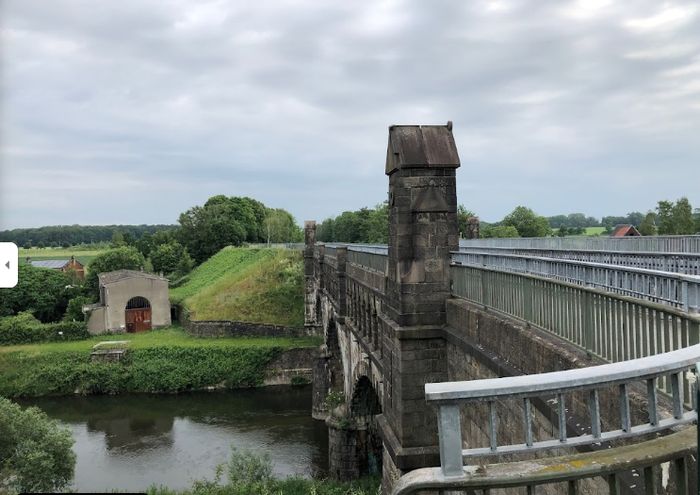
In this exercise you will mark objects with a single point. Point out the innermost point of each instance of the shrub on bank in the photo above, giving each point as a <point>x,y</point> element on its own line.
<point>250,473</point>
<point>35,452</point>
<point>154,369</point>
<point>26,329</point>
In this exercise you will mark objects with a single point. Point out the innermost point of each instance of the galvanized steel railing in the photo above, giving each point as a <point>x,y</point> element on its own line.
<point>686,263</point>
<point>669,244</point>
<point>681,291</point>
<point>612,326</point>
<point>368,259</point>
<point>449,397</point>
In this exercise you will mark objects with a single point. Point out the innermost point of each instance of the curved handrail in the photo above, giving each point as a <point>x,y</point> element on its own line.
<point>567,380</point>
<point>608,462</point>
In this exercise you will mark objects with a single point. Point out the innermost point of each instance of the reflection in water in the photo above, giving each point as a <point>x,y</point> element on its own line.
<point>130,442</point>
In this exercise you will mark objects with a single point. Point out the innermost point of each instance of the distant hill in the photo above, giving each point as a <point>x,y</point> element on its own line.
<point>246,284</point>
<point>71,235</point>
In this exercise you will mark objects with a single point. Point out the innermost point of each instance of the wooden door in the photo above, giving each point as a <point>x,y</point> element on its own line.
<point>138,320</point>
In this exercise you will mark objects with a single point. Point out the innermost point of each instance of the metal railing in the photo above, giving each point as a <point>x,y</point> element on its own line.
<point>686,263</point>
<point>645,458</point>
<point>450,397</point>
<point>670,244</point>
<point>368,259</point>
<point>611,326</point>
<point>677,290</point>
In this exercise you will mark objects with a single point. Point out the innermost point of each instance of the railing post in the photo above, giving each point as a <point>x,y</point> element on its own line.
<point>527,299</point>
<point>588,321</point>
<point>450,435</point>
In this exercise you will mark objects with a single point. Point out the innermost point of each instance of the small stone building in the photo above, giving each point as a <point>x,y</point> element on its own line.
<point>130,301</point>
<point>625,230</point>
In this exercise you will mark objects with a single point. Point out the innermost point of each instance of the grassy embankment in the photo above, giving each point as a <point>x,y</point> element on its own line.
<point>246,284</point>
<point>166,360</point>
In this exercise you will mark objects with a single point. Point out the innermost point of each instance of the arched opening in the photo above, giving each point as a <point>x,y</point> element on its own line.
<point>364,407</point>
<point>138,315</point>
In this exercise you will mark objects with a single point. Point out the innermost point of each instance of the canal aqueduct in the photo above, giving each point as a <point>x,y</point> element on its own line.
<point>416,334</point>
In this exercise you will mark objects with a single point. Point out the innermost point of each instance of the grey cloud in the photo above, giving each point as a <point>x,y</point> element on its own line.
<point>556,105</point>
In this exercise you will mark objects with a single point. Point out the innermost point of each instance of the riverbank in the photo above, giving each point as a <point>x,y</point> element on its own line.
<point>160,361</point>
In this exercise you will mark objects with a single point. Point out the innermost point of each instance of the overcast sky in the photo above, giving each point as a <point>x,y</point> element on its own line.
<point>132,111</point>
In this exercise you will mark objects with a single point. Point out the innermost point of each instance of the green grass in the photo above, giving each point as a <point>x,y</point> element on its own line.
<point>167,360</point>
<point>595,230</point>
<point>172,336</point>
<point>246,284</point>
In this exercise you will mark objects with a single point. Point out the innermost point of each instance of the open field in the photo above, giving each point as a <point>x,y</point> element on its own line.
<point>246,284</point>
<point>84,254</point>
<point>167,360</point>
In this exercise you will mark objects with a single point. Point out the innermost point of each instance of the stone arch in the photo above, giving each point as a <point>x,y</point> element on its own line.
<point>365,401</point>
<point>364,406</point>
<point>137,314</point>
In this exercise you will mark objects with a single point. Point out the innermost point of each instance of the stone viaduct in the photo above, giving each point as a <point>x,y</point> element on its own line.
<point>398,317</point>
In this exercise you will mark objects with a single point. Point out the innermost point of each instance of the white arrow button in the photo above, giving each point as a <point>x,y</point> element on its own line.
<point>9,252</point>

------------------------------

# The task:
Multiply every point coordinate in the answers by 2.55 and round each result to a whole number, rounding halves up. Write out only the lines from the line with "of the galvanized" to the line with "<point>449,397</point>", both included. Keep the request line in that span unchanged.

# Written response:
In this exercise you will mark objects with a single point. Point out the innermost point of each instance of the galvanized steel railing in the photo above, giving each point as a <point>x,y</point> element on its own line.
<point>1749,671</point>
<point>1706,622</point>
<point>1737,742</point>
<point>1561,831</point>
<point>938,660</point>
<point>1145,1012</point>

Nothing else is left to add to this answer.